[START OF Rows]

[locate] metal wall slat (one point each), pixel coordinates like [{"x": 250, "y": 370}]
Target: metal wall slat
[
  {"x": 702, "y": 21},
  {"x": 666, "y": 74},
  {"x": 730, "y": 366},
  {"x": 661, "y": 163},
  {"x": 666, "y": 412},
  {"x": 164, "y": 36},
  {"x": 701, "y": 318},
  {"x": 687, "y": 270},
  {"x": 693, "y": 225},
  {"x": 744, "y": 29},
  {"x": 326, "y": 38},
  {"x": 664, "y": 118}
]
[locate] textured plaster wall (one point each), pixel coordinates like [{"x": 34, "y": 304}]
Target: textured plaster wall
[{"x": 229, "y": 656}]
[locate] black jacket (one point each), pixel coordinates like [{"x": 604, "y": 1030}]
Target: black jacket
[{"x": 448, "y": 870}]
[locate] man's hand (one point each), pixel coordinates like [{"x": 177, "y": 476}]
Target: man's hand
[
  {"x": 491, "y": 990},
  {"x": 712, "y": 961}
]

[END OF Rows]

Work required:
Lay out every line of the material above as a JSON list of strings, one string per line, leaving out any blank lines.

Problem solution:
[
  "[locate] metal wall slat (one point each), pixel coordinates like [{\"x\": 250, \"y\": 370}]",
  "Target: metal wall slat",
  "[",
  "  {\"x\": 702, \"y\": 21},",
  "  {\"x\": 666, \"y\": 74},",
  "  {\"x\": 730, \"y\": 366},",
  "  {\"x\": 661, \"y\": 163},",
  "  {\"x\": 666, \"y\": 412},",
  "  {\"x\": 164, \"y\": 36},",
  "  {\"x\": 701, \"y\": 318},",
  "  {\"x\": 687, \"y\": 270},",
  "  {\"x\": 693, \"y\": 225},",
  "  {\"x\": 744, \"y\": 29},",
  "  {\"x\": 326, \"y\": 38},",
  "  {\"x\": 664, \"y\": 118}",
  "]",
  "[locate] textured plaster wall (one point each), pixel coordinates like [{\"x\": 34, \"y\": 304}]",
  "Target: textured plaster wall",
  "[{\"x\": 229, \"y\": 656}]",
  "[locate] black jacket (one point each), pixel coordinates like [{\"x\": 604, \"y\": 1030}]",
  "Target: black jacket",
  "[{\"x\": 448, \"y\": 870}]",
  "[locate] man's hand (one point each), pixel coordinates like [{\"x\": 177, \"y\": 476}]",
  "Target: man's hand",
  "[",
  "  {\"x\": 491, \"y\": 990},",
  "  {\"x\": 712, \"y\": 961}",
  "]"
]